Task goal: In the passage below on the differential of a function, what symbol denotes the differential?

** begin Source excerpt **

If the function \(y = f\left( x \right)\) is differentiable at a point \(a\), then the increment of this function when the independent variable changes by \(\Delta x\) is given by

\[\Delta y = A\Delta x + \omicron\left( {\Delta x} \right),\]

where the first term \(A\Delta x\) is the differential of function, and the second term has a higher order of smallness with respect to \(\Delta x.\) The differential of function is denoted by \(dy\) and is linked with the derivative at the point \(a\) as follows:

\[dy = A\Delta x = f’\left( {a} \right)\Delta x.\]

Thus, the increment of the function \(\Delta y\) can be written as

\[
{\Delta y = dy + \omicron\left( {\Delta x} \right) }
= {f’\left( {a} \right)\Delta x + \omicron\left( {\Delta x} \right).}
\]

For sufficiently small increments of the independent variable \(\Delta x\), one can neglect the “nonlinear” additive term \(\omicron\left( {\Delta x} \right).\) In this case, the following approximate equality is valid:

\[\Delta y \approx dy = f’\left( {a} \right)\Delta x.\]

Note that the absolute error of the approximation, i.e. the difference \(\Delta y – dy\) tends to zero as \(\Delta x \to 0:\)

** end Source excerpt **
** begin Dataset excerpts **

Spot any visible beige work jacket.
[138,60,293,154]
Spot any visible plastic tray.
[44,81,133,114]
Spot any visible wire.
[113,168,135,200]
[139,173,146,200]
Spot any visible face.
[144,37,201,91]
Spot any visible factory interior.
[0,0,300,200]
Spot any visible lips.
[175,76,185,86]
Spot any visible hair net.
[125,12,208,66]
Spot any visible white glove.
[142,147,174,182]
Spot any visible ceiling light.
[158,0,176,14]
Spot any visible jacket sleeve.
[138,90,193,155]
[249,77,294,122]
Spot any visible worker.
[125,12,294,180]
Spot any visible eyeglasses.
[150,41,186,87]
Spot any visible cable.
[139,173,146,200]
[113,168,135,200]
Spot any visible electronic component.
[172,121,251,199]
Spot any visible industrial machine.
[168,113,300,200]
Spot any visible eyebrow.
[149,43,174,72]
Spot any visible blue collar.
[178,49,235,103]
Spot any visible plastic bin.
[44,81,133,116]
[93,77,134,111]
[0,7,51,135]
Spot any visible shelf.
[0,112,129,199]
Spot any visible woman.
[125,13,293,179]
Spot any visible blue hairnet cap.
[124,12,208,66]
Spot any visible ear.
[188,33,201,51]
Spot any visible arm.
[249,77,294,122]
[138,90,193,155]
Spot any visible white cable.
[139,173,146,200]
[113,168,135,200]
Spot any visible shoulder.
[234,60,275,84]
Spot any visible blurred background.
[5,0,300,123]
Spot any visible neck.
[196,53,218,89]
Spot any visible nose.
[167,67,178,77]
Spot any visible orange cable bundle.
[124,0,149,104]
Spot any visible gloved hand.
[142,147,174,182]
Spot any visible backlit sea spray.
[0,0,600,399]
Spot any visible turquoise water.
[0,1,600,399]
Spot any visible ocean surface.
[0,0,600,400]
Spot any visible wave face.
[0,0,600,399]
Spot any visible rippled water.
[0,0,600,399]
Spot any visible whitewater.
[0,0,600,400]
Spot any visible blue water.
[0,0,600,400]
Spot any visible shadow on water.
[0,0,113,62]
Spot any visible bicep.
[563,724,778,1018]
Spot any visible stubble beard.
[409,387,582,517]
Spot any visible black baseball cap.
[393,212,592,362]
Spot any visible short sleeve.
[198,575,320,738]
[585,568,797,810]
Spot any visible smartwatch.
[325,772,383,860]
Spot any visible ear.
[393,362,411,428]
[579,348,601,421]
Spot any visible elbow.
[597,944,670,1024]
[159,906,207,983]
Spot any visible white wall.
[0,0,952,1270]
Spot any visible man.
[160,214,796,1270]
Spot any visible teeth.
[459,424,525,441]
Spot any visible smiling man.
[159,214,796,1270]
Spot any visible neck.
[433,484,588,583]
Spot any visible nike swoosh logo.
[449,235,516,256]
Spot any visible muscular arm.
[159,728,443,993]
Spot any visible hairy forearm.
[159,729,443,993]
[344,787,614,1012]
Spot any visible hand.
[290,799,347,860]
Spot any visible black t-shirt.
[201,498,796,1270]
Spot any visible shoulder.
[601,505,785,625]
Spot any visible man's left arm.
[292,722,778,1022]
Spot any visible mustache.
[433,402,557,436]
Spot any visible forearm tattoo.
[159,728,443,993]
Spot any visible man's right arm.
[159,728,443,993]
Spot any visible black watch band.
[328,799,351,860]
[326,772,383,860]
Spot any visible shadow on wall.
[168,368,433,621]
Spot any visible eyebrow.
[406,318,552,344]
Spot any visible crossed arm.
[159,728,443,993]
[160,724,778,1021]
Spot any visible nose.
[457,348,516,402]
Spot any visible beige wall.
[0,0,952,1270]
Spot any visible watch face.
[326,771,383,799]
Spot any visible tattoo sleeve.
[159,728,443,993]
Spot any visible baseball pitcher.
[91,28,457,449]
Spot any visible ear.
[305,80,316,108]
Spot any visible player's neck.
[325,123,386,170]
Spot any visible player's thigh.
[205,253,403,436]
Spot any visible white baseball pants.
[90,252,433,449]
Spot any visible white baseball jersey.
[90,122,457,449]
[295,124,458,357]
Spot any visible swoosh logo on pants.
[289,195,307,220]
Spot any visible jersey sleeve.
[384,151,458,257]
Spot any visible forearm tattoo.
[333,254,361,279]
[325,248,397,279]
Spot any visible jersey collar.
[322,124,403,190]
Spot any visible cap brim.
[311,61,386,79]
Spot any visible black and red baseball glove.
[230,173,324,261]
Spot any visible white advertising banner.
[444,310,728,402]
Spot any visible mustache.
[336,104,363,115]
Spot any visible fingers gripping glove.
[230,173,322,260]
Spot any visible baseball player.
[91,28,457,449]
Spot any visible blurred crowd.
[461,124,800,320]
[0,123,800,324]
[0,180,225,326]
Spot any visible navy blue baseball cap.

** end Dataset excerpts **

Answer for the task: dy